Your objective: Repeat, word for word, the line with "Reviewer note: check that each instance of the brick" and each one after it to the end. No picture goes into the copy.

** Start of Listed records **

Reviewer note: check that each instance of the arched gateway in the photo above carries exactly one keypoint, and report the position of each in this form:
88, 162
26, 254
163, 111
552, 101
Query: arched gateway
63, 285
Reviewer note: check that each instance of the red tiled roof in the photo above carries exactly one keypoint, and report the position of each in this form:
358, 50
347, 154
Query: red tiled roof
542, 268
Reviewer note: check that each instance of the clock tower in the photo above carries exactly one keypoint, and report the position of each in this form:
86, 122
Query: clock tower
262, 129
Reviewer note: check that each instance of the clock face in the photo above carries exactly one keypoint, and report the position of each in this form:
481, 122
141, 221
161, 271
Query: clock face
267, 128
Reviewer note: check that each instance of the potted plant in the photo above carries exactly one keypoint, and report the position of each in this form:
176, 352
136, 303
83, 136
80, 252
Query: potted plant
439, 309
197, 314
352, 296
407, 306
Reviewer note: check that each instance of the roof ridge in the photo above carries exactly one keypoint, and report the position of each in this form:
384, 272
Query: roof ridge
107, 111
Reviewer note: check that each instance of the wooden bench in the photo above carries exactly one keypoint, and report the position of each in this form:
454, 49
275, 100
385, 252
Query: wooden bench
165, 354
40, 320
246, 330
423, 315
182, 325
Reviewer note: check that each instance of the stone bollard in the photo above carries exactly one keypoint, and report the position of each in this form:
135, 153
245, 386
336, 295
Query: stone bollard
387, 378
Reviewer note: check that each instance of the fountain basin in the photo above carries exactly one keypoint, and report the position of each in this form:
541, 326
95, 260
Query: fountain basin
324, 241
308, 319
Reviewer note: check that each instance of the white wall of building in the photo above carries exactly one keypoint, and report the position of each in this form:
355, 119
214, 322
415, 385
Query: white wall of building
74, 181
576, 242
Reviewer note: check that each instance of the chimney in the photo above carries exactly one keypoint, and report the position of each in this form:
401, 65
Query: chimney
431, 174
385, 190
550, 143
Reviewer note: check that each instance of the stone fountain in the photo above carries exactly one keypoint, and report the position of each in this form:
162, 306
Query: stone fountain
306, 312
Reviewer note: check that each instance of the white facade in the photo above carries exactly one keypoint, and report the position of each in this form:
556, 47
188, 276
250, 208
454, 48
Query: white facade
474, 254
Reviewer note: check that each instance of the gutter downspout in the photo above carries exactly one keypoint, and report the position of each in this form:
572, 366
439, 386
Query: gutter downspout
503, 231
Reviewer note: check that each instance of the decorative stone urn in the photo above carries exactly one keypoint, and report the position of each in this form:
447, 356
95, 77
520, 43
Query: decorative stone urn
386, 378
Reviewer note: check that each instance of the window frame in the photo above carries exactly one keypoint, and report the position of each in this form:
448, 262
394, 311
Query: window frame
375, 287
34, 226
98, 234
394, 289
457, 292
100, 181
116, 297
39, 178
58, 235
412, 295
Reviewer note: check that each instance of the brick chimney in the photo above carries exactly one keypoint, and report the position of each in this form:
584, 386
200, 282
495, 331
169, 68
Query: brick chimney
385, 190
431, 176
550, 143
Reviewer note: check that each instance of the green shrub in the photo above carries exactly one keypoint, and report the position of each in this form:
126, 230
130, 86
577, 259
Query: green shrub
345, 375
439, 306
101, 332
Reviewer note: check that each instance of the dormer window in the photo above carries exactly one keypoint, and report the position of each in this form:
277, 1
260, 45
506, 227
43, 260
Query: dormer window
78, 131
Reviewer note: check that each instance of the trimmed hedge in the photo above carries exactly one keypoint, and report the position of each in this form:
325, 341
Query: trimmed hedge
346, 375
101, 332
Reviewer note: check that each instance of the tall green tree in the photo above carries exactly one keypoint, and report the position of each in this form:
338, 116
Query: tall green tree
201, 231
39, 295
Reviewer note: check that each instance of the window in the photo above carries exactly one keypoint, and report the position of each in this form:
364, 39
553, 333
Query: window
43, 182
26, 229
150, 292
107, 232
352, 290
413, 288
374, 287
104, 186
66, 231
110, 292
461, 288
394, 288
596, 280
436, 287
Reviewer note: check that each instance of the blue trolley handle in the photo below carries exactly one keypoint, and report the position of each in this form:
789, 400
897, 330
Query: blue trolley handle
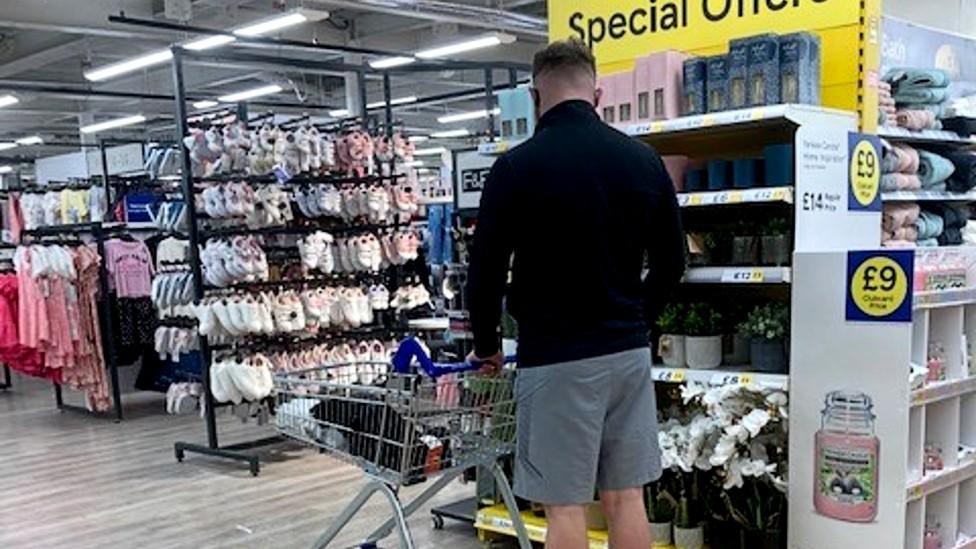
410, 349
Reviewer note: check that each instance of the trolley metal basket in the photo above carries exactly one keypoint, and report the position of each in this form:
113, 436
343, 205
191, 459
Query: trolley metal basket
403, 423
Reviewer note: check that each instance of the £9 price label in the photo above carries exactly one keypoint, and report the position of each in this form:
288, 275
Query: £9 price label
879, 286
865, 172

** End of Listed records **

Solution for this exercise:
Reviewer note: check that each instance of the brick chimney in the photo above carries exactly one keypoint, and report the position of each in this form:
584, 386
200, 282
495, 331
169, 68
Query: brick chimney
385, 190
431, 176
550, 143
Reviewer note: check that each instance of the green shrub in the photo above carries exactly one keypoint, and report the position of each in this form:
126, 230
130, 86
577, 259
Query: green shrub
345, 375
439, 306
101, 332
Reviewer note: check that each instance of the dormer window in the photo above carries exactly one keypoint, and report the position of each in this form:
277, 1
260, 45
506, 227
43, 260
Query: dormer window
78, 131
Reviewer note: check that each instance of the trimmed hedge in the photo above carries exactly one keypoint, and report the position of each in this form:
325, 341
Query: trimmed hedge
346, 375
101, 332
Reviewer note: check that each instance of the tall green tree in the photo above carries exactly one keypoint, and report the position of each in this form:
338, 116
Query: tall green tree
201, 231
39, 295
Reviewer note: check that each instance of the window in the photo above carries exactly one keypoint, and report the position of each in this form:
364, 39
553, 333
Query: window
43, 182
26, 229
150, 292
107, 232
352, 290
413, 288
374, 287
104, 186
66, 231
110, 292
461, 288
394, 288
596, 280
436, 287
Reviewer note: check that each instance of the blue trolley handle in the photo below carries exactly one keypoint, and report the position of each in this form:
789, 400
897, 330
Query: blue trolley handle
410, 349
Reviewer note: check that each instance of the trolley metal basket in the photo above carries exactly one keypoint, and report the position of each in this form:
113, 436
343, 205
191, 459
Query: trolley metal basket
403, 423
Reviewer note: check that each instance of the £9 price label in the photo above carries exactly one keypoint, and report the position of each in this form:
288, 275
Query: £9 price label
879, 286
865, 172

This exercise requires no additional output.